→ Given exercise
Edit the rows below by replacing "instance" with "occurrence" wherever it occurs, changing nothing else.

(Dataset rows on where objects appear)
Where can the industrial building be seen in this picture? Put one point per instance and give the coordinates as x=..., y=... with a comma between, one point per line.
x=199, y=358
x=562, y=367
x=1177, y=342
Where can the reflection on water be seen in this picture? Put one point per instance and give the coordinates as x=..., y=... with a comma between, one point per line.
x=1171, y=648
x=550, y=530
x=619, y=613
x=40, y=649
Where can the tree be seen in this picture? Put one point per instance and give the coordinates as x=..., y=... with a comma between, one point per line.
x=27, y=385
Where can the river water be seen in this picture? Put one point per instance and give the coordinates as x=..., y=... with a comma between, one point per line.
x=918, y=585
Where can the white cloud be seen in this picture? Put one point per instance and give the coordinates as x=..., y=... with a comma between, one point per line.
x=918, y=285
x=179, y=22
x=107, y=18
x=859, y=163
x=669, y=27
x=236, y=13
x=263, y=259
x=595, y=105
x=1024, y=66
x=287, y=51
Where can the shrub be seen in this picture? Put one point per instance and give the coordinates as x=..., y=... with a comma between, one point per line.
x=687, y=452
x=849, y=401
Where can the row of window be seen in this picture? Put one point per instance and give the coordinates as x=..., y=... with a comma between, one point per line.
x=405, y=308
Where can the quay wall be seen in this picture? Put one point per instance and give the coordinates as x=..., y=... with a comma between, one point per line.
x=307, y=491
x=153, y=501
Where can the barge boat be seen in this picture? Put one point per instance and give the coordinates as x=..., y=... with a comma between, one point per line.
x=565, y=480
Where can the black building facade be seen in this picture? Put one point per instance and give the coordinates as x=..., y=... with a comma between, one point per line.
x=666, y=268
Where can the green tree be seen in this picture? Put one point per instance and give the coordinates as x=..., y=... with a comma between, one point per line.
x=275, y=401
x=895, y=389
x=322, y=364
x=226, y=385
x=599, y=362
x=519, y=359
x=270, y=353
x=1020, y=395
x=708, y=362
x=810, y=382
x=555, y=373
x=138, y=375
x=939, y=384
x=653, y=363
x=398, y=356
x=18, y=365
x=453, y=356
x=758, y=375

→ The reply
Where can the industrial building be seen in this picture? Put one point per occurrence and give the coordinates as x=..., y=... with a comma between, one point per line.
x=199, y=358
x=562, y=367
x=1177, y=342
Where can the reflection on water be seen in this picture? Put one point per occurrence and give the coordinates as x=..., y=... with a comma between, one point per line.
x=1171, y=648
x=550, y=530
x=619, y=613
x=40, y=649
Where can the tree be seen in this picture? Put one point per occurrence and give the coordinates as x=..., y=... with a comma between, one point per line.
x=27, y=385
Where can the river water be seen in this picture? Put one point per occurrence and give the coordinates as x=..., y=... with a comma between, one point per line.
x=918, y=585
Where can the white cloud be seen in this picture? Put one point per occurrence and give the coordinates as x=..., y=... with a comma between, one point per line.
x=918, y=285
x=179, y=22
x=107, y=18
x=859, y=163
x=669, y=27
x=236, y=13
x=263, y=259
x=595, y=105
x=1024, y=66
x=287, y=51
Where can the shrub be seen in this picture? Put one point per occurrence and give the coordinates as x=..., y=... with a comma between, one point per line.
x=687, y=452
x=849, y=401
Where can the row of window be seen in this picture? Put one point per occurrence and give the coordinates as x=..., y=... with a comma between, one point per line.
x=405, y=308
Where can the quay wall be seen in this picture? Put one point per occurrence and give the coordinates as x=..., y=... with a comma between, one point per line.
x=307, y=491
x=153, y=501
Where can the barge boat be seen in this picture? Put one point per occurrence and give the coordinates as x=..., y=... with a comma between, one point per line.
x=565, y=480
Where can the black building facade be seen in this picture? Put one point per occurrence and give the coordinates as x=..., y=... with a comma between, one point per line.
x=666, y=268
Where can the green tree be seen in this picture? Put one point per occurrence and give the coordinates as x=..., y=... with a comma between, one point per line.
x=275, y=401
x=895, y=389
x=322, y=364
x=226, y=385
x=599, y=362
x=519, y=359
x=270, y=353
x=1020, y=395
x=708, y=362
x=810, y=382
x=555, y=373
x=138, y=375
x=939, y=384
x=653, y=363
x=398, y=356
x=18, y=365
x=453, y=356
x=758, y=375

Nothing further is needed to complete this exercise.